▸ **Point annotation records**
- - -

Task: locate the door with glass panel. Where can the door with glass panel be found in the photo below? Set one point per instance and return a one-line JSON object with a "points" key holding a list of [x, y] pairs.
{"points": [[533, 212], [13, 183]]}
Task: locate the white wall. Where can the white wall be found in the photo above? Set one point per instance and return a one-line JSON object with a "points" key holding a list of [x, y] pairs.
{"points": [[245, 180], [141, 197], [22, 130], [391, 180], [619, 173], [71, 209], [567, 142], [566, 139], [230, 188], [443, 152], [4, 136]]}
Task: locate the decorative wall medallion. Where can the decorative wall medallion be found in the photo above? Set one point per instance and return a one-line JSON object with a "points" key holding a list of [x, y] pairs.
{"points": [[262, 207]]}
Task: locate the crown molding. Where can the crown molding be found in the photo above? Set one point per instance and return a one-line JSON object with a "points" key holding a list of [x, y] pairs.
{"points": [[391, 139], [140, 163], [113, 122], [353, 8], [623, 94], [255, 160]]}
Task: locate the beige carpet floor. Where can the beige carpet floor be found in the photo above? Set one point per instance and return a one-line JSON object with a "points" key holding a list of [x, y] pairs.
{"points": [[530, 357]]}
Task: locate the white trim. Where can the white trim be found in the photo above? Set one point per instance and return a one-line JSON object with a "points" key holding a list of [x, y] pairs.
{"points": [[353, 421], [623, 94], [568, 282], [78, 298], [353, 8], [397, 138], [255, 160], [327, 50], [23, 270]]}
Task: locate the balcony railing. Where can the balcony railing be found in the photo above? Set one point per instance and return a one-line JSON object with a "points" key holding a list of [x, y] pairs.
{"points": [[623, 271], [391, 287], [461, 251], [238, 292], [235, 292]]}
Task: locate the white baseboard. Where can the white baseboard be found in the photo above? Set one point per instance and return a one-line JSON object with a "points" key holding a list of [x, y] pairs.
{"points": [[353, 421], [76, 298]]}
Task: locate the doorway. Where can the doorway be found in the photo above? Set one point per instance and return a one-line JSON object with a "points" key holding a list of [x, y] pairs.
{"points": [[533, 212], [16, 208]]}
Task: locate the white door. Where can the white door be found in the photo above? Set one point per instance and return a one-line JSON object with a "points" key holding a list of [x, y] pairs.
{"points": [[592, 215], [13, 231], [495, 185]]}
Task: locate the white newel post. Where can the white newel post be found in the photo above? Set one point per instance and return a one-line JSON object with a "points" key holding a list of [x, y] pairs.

- - -

▸ **Work to do**
Repeat the material word for word, in full.

▸ **Task solution**
Task: locate the door with glass panel. Where can the door with glass panel be found in the photo below? Set one point per instance and return a one-line JSON object with a "points" key holding a list of [x, y] pairs.
{"points": [[533, 212], [13, 183]]}
Task: locate the white wall. Where can the white wall be found in the photo above? Set one point per instance and return a one-line JSON object with a "points" key holding a list of [x, y] pairs.
{"points": [[245, 180], [141, 197], [22, 130], [391, 180], [619, 173], [71, 209], [567, 142], [566, 139], [230, 188], [443, 152], [4, 136]]}
Task: locate the decorative wall medallion. Where can the decorative wall medallion be found in the photo above? Set one point per instance and return a one-line JSON object with a "points" key holding a list of [x, y] pairs.
{"points": [[262, 207]]}
Task: locate the crown molding. Where can the crown molding be found in the photo above? Set one point per instance and return a one-line JSON object with a "points" key holding a list of [x, y] pairs.
{"points": [[391, 139], [140, 163], [113, 122], [353, 8], [623, 94], [255, 160]]}
Task: locate the beige carpet floor. Where can the beige carpet floor be found in the photo above? Set one point per instance and return a one-line JSON object with a "points" key holding a list of [x, y] pairs.
{"points": [[530, 357]]}
Task: locate the white trim. Where can the white trim be found in the photo above? Set one point per instance and return a one-line JSON object with a "points" key holding a list of [x, y] pairs.
{"points": [[353, 421], [623, 94], [568, 282], [78, 298], [353, 8], [397, 138], [255, 160], [327, 50], [23, 270]]}
Task: locate the balcony railing. Where can the balcony railing be found in the photo above? Set one point per instance and return a one-line JSON object with a "points" key holding a list of [x, y] pairs.
{"points": [[623, 271], [391, 287], [461, 251], [238, 292], [235, 292]]}
Task: locate the white baseboard. Where can the white baseboard be found in the photo above? Set one point per instance and return a one-line JSON object with a "points" key holding a list of [x, y] pairs.
{"points": [[353, 421], [76, 298]]}
Task: locate the doorway. Where can the doorway be found in the photo above? Set one point per instance and return a one-line JSON object with a "points" key holding a list of [x, y] pairs.
{"points": [[533, 212], [16, 208]]}
Task: locate the white door. Where can the white door be found in the photo above? Set one point per instance and return a one-line JSON object with a "points" key holding a list of [x, y] pairs.
{"points": [[592, 215], [13, 231], [495, 185]]}
Task: locate the white newel post. Where can the white newel post be found in the photo above? Set one point per instance and return a one-line JSON object with a "points" key holding a list of [x, y] pairs.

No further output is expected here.